▶ [Instruction A]: Extract every line in the entries that contains the string "berries".

▶ [Passage shown]:
- - - -

Input: board = [["A","B","C","E"],["S","F","C","S"],["A","D","E","E"]], word = "ABCCED"
Output: true

Example 2:

Input: board = [["A","B","C","E"],["S","F","C","S"],["A","D","E","E"]], word = "SEE"
Output: true

Example 3:

Input: board = [["A","B","C","E"],["S","F","C","S"],["A","D","E","E"]], word = "ABCB"
Output: false

Solution

Similar idea to WordSearch II, but however this time we need to return from the code. Remember that we need to pop out the letter that we used as explained in WordSearch II > Gotcha.

[!important]
There might be some gotcha in Happy condition first before failure. In here just remember to return the happy condition first before return False

Implementation

import unittest
from typing import *

class App:
    def exist(self, board: List[List[str]], word: str) -> bool:
        for row in range(len(board)):
            for col in range(len(board[0])):
                if (self.searchWord(board, row, col, word, 0, [])):
                    return True

        return False

    def searchWord(self, board, row, col, word, index, visited):
        if index >= len(word):
            return True

        if not self.isValidCell(board, row, col, visited): 
            return False

        currentLetter = board[row][col] 
        if currentLetter != word[index]: return False
        
        visited.append((row, col))

        for dr, dc in [(1, 0), (-1, 0), (0, 1), (0, -1)]:
            nextRow, nextCol = row + dr, col + dc
            if (self.searchWord(board, nextRow, nextCol, word, index + 1, visited)):
                return True

        visited.pop()
    
    def isValidCell(self, board, row, col, visited):
        return not (row < 0 or col < 0 or row >= len(board) or col >= len(board[0])) and \
                (row, col) not in visited

Time complexity: $O(row \times col \times w)$ for $w$ is the length of word.
Space complexity: $O(1)$ — we keep track of visited but we pop out as we go.

Optimisation

We can replace the visited list with marking the cell as # to reuse the same array.

- - - -

▶ [Source records]:
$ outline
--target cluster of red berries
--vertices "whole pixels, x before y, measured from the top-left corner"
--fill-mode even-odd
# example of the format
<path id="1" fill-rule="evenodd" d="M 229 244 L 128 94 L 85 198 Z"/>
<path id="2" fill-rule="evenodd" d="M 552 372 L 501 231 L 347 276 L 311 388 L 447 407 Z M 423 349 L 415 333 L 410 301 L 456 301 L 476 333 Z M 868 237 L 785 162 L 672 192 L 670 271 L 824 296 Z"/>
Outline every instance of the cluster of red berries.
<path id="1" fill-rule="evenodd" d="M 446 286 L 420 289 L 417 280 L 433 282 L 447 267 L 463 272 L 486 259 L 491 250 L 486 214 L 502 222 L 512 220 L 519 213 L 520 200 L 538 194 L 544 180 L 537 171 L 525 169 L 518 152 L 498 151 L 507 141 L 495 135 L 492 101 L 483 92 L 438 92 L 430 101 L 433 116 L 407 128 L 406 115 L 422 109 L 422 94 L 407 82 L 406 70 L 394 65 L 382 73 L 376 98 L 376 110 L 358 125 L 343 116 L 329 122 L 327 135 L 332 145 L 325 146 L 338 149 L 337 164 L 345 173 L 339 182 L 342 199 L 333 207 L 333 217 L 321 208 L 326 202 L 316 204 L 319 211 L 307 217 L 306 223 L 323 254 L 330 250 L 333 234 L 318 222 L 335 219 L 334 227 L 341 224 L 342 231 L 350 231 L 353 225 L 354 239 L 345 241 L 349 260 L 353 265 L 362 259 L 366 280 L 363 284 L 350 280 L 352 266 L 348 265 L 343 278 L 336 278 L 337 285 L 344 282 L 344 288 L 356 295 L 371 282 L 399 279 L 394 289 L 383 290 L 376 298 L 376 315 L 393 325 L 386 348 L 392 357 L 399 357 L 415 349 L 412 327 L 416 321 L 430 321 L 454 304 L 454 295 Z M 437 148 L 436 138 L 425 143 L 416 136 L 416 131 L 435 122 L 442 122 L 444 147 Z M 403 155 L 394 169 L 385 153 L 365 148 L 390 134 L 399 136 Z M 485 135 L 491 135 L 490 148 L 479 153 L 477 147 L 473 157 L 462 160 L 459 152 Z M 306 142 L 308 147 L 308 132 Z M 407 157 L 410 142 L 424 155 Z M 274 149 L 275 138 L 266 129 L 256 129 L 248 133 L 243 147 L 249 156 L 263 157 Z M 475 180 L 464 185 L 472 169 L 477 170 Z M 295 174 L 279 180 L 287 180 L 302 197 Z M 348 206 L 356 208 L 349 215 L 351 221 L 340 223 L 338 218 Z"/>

- - - -

▶ [Instruction B]: In the word search solution, starting at "currentLetter = board[row][col]" and ending at "visited.pop()", write the passage again with "currentLetter" switched to "letterHere".

▶ [Complete answer A]:
--target cluster of red berries
Outline every instance of the cluster of red berries.

▶ [Complete answer B]:
letterHere = board[row][col] 
        if letterHere != word[index]: return False
        
        visited.append((row, col))

        for dr, dc in [(1, 0), (-1, 0), (0, 1), (0, -1)]:
            nextRow, nextCol = row + dr, col + dc
            if (self.searchWord(board, nextRow, nextCol, word, index + 1, visited)):
                return True

        visited.pop()